Stored records
*** Begin section ***

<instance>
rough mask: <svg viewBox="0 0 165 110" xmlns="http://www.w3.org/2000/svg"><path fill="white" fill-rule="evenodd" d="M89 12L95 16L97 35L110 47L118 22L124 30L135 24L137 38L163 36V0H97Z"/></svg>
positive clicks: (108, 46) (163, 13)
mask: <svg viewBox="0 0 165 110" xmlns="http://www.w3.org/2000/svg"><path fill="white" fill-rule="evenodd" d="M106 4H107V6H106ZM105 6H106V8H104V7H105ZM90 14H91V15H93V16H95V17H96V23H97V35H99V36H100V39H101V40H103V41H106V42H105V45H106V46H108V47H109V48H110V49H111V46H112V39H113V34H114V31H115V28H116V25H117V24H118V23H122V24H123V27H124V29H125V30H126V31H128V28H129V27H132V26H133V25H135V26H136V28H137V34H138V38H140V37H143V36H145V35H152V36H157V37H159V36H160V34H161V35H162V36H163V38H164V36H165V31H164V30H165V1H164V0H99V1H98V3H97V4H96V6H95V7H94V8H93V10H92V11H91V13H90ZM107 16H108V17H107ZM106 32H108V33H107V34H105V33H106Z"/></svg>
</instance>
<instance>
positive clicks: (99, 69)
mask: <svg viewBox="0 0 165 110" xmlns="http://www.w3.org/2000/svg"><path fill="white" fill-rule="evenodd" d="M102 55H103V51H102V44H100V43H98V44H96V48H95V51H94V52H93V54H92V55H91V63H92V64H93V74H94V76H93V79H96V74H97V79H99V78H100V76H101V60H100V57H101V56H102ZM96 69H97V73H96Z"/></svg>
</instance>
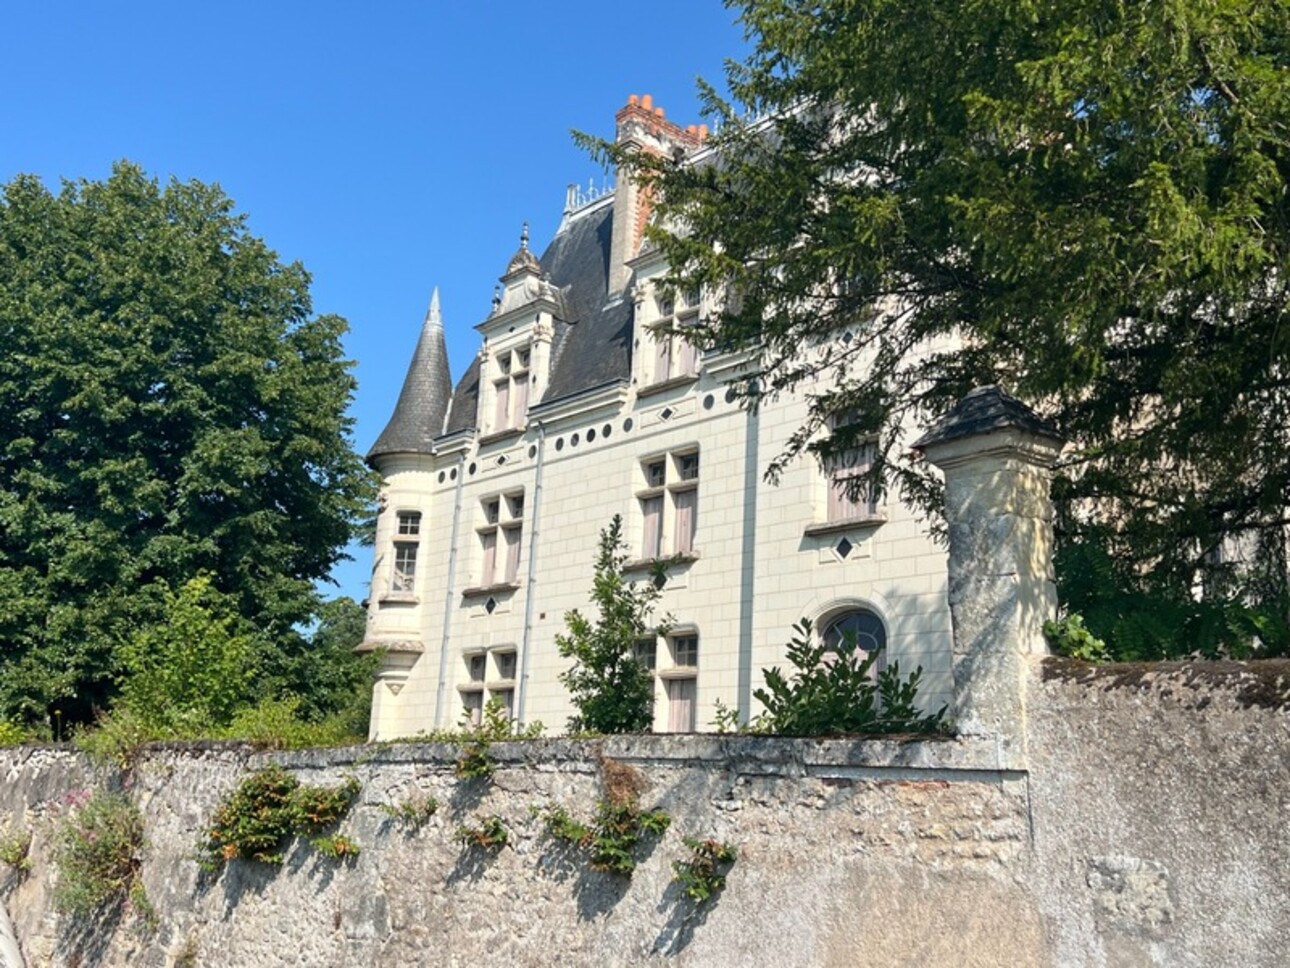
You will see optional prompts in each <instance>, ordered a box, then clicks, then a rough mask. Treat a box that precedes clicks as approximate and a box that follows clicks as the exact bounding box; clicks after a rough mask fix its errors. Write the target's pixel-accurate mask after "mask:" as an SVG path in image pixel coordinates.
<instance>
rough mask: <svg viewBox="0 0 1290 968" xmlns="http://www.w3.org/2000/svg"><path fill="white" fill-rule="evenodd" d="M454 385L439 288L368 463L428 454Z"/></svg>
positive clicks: (444, 410)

*** End section ***

# Task goal
Give an exact copy of the data, and omit any pictures it holds.

# Solution to this exercise
<instance>
rough mask: <svg viewBox="0 0 165 110" xmlns="http://www.w3.org/2000/svg"><path fill="white" fill-rule="evenodd" d="M89 12L95 16L97 35L110 47L118 22L124 30L135 24L137 38L163 36V0H97Z"/></svg>
positive clicks: (108, 46) (163, 13)
mask: <svg viewBox="0 0 165 110" xmlns="http://www.w3.org/2000/svg"><path fill="white" fill-rule="evenodd" d="M106 4H107V6H106ZM105 6H106V8H104V7H105ZM90 14H91V15H93V16H95V17H96V23H97V35H99V36H100V39H101V40H103V41H106V42H105V45H106V46H108V47H109V48H110V49H111V46H112V39H113V34H114V31H115V28H116V25H117V24H118V23H122V24H123V27H124V29H125V30H126V31H128V28H129V27H132V26H133V25H135V26H136V28H137V34H138V38H140V37H143V36H145V35H152V36H157V37H159V36H160V34H161V35H162V36H163V38H164V36H165V31H164V30H165V1H164V0H99V1H98V3H97V4H96V6H95V7H94V8H93V10H92V11H91V13H90ZM107 16H108V17H107ZM106 32H108V33H107V34H105V33H106Z"/></svg>
</instance>
<instance>
positive clicks: (99, 69)
mask: <svg viewBox="0 0 165 110" xmlns="http://www.w3.org/2000/svg"><path fill="white" fill-rule="evenodd" d="M102 55H103V51H102V44H100V43H98V44H96V48H95V51H94V52H93V54H92V55H91V63H92V64H93V74H94V76H93V79H96V74H97V79H99V78H100V76H101V60H100V57H101V56H102ZM96 69H97V73H96Z"/></svg>
</instance>
You will see optional prompts in each <instance>, ordered a box, then clicks, then a rough mask. Treat a box that precedes clicks as approximate and a box that follows clicks as the exact bounding box; clicks after a rough mask fix its errors. Write the target's pixel-accurate mask after "mask:" as an SVG path in image pixel coordinates.
<instance>
rough mask: <svg viewBox="0 0 1290 968" xmlns="http://www.w3.org/2000/svg"><path fill="white" fill-rule="evenodd" d="M454 385L439 288L368 463L428 454Z"/></svg>
positive clicks: (444, 410)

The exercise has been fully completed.